* **What to produce**: All entries below are to be returned exactly, with pictures left out.

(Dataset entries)
-*-*-
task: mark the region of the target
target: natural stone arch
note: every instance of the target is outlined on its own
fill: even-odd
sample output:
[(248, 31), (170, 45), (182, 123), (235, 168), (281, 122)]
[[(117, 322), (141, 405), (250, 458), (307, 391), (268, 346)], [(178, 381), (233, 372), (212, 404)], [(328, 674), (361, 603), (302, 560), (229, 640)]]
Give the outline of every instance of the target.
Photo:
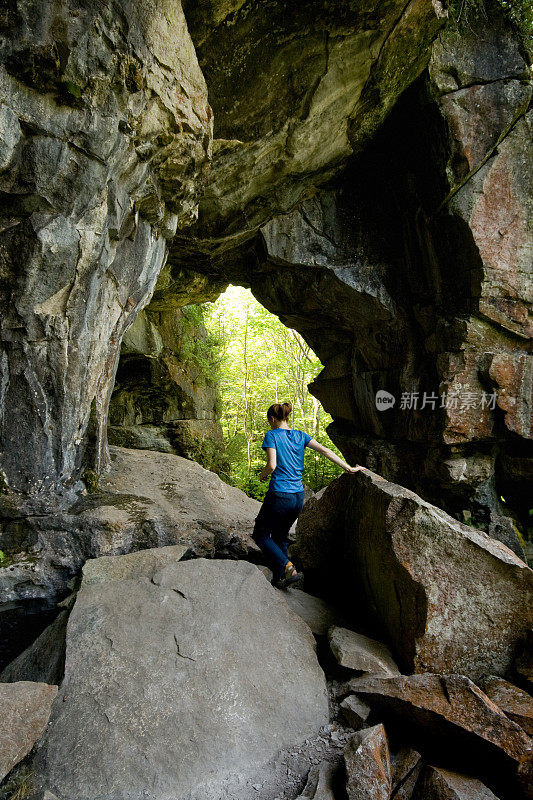
[[(520, 443), (531, 437), (520, 268), (527, 263), (523, 153), (531, 86), (519, 40), (492, 8), (483, 36), (473, 37), (446, 24), (429, 0), (357, 11), (341, 0), (326, 10), (319, 3), (313, 24), (303, 24), (297, 7), (282, 14), (286, 4), (273, 2), (268, 31), (252, 5), (185, 3), (185, 18), (173, 0), (149, 8), (121, 0), (122, 13), (110, 18), (73, 2), (59, 50), (51, 6), (34, 15), (37, 27), (32, 4), (25, 19), (7, 15), (2, 176), (14, 213), (4, 214), (3, 233), (7, 486), (34, 498), (76, 488), (88, 466), (83, 440), (93, 401), (101, 468), (121, 338), (152, 290), (147, 315), (173, 297), (179, 307), (233, 280), (251, 286), (325, 360), (314, 390), (333, 411), (332, 433), (347, 454), (395, 479), (420, 481), (416, 488), (443, 505), (455, 494), (457, 509), (466, 502), (494, 510), (493, 445), (507, 448), (507, 475), (518, 485), (527, 468)], [(319, 28), (327, 36), (317, 36)], [(257, 63), (264, 86), (242, 79), (253, 77)], [(287, 76), (281, 95), (278, 73)], [(218, 125), (209, 178), (204, 75)], [(298, 80), (291, 83), (291, 75)], [(483, 130), (479, 108), (490, 122)], [(82, 136), (87, 119), (92, 127)], [(414, 146), (406, 134), (413, 120), (431, 131)], [(407, 155), (411, 149), (407, 167), (397, 142)], [(53, 148), (55, 172), (43, 166), (43, 152)], [(372, 159), (382, 169), (384, 158), (397, 173), (392, 189), (408, 198), (393, 215), (403, 215), (395, 218), (402, 257), (386, 214), (387, 171), (376, 179), (372, 208), (366, 187), (350, 195), (350, 174), (372, 184)], [(75, 180), (81, 160), (90, 192)], [(498, 203), (502, 185), (512, 202)], [(199, 220), (190, 226), (199, 199)], [(454, 248), (463, 255), (460, 269), (451, 268)], [(15, 268), (21, 254), (26, 283)], [(513, 266), (508, 278), (505, 264)], [(57, 280), (43, 281), (45, 274)], [(291, 274), (293, 299), (283, 293)], [(458, 283), (467, 275), (473, 291)], [(298, 294), (303, 287), (328, 297), (319, 328), (320, 304)], [(298, 313), (294, 305), (306, 302), (307, 315)], [(373, 407), (379, 380), (392, 376), (403, 391), (417, 374), (430, 389), (437, 378), (453, 385), (471, 376), (496, 388), (499, 406), (471, 418), (470, 432), (453, 415), (439, 418), (439, 444), (424, 452), (426, 440), (413, 435), (416, 419), (391, 414), (386, 423)], [(30, 397), (36, 385), (37, 405)], [(511, 394), (521, 397), (516, 408)], [(370, 436), (358, 429), (361, 421)], [(20, 442), (27, 423), (30, 435)]]
[[(214, 238), (208, 192), (206, 216), (174, 240), (153, 300), (157, 308), (188, 284), (193, 298), (198, 286), (217, 290), (228, 280), (251, 287), (326, 364), (311, 391), (333, 415), (331, 435), (347, 456), (453, 513), (473, 513), (509, 543), (499, 494), (504, 488), (527, 512), (520, 498), (532, 435), (521, 272), (526, 74), (498, 18), (475, 40), (447, 30), (373, 142), (312, 198), (262, 225), (234, 215), (231, 235)], [(472, 149), (480, 98), (488, 124)], [(512, 227), (507, 239), (494, 231), (497, 206), (502, 229)], [(439, 409), (440, 393), (460, 386), (476, 393), (476, 408)], [(398, 405), (380, 413), (378, 389), (398, 404), (411, 391), (439, 401), (431, 413)], [(483, 393), (497, 398), (494, 408), (480, 407)]]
-*-*-
* **Problem solution**:
task: mark the region of the target
target: natural stone arch
note: every instance of the target is outlined on its own
fill: even-odd
sample output:
[(248, 31), (170, 45), (182, 123), (235, 168), (281, 122)]
[[(117, 322), (141, 405), (250, 458), (307, 391), (268, 346)], [(178, 381), (233, 372), (212, 404)], [(328, 674), (361, 603), (302, 560), (229, 640)]]
Give the outline of every instance of the target.
Photo:
[[(520, 443), (531, 437), (520, 268), (527, 263), (523, 153), (531, 86), (519, 40), (492, 8), (483, 36), (473, 37), (446, 24), (429, 0), (357, 11), (341, 0), (326, 10), (319, 3), (313, 24), (303, 24), (297, 7), (282, 14), (286, 4), (273, 2), (268, 31), (252, 5), (185, 3), (185, 18), (173, 0), (149, 8), (121, 0), (122, 13), (110, 18), (73, 2), (59, 50), (51, 6), (34, 15), (37, 27), (32, 4), (25, 19), (7, 15), (2, 176), (14, 213), (4, 214), (3, 233), (7, 486), (34, 498), (76, 488), (88, 466), (83, 440), (93, 401), (101, 468), (121, 338), (152, 290), (147, 315), (173, 297), (179, 307), (233, 280), (251, 286), (325, 360), (314, 390), (333, 411), (332, 433), (347, 454), (395, 479), (420, 481), (416, 488), (443, 505), (455, 494), (457, 509), (466, 502), (494, 510), (493, 445), (507, 448), (507, 475), (518, 485), (527, 468)], [(319, 28), (327, 36), (317, 36)], [(257, 63), (264, 86), (242, 79), (253, 77)], [(287, 76), (281, 95), (278, 73)], [(218, 125), (209, 178), (204, 75)], [(298, 80), (291, 83), (291, 75)], [(483, 130), (479, 108), (490, 122)], [(82, 136), (87, 119), (92, 127)], [(414, 146), (406, 134), (413, 120), (431, 131)], [(407, 155), (411, 149), (407, 167), (397, 142)], [(53, 148), (55, 172), (43, 166), (43, 152)], [(372, 159), (382, 169), (384, 158), (397, 173), (392, 189), (408, 198), (393, 215), (403, 215), (395, 218), (402, 257), (386, 214), (387, 171), (376, 179), (372, 208), (366, 187), (350, 195), (350, 174), (372, 184)], [(75, 180), (81, 160), (90, 192)], [(498, 203), (502, 185), (512, 202)], [(199, 220), (190, 226), (199, 199)], [(454, 248), (463, 255), (460, 269), (451, 268)], [(15, 268), (21, 254), (26, 283)], [(513, 266), (508, 278), (505, 264)], [(57, 280), (43, 281), (45, 274)], [(291, 274), (293, 299), (283, 293)], [(458, 283), (467, 275), (473, 291)], [(298, 294), (303, 287), (328, 297), (319, 328), (320, 304)], [(298, 313), (294, 305), (306, 302), (307, 315)], [(373, 407), (379, 380), (392, 376), (403, 391), (417, 374), (430, 389), (437, 378), (453, 385), (471, 376), (496, 388), (499, 406), (471, 418), (470, 432), (453, 415), (439, 418), (439, 444), (424, 452), (426, 440), (413, 435), (416, 419), (391, 414), (386, 423)], [(30, 397), (36, 385), (37, 405)], [(511, 394), (521, 397), (516, 408)], [(370, 436), (358, 429), (361, 421)], [(20, 442), (27, 423), (30, 435)]]
[[(214, 238), (208, 192), (206, 216), (174, 240), (153, 300), (157, 308), (188, 284), (193, 298), (198, 286), (217, 290), (228, 280), (251, 287), (326, 364), (311, 391), (333, 415), (331, 435), (347, 456), (453, 513), (473, 513), (509, 543), (499, 494), (504, 488), (527, 512), (520, 498), (532, 435), (521, 272), (526, 74), (498, 18), (475, 40), (447, 30), (373, 142), (312, 198), (262, 225), (234, 215), (231, 235)], [(472, 149), (480, 98), (488, 124)], [(512, 227), (507, 239), (494, 231), (497, 206), (502, 229)], [(439, 409), (440, 393), (460, 386), (476, 393), (476, 408)], [(398, 405), (380, 413), (378, 389), (398, 404), (411, 391), (439, 401), (431, 413)], [(483, 393), (497, 398), (494, 408), (480, 407)]]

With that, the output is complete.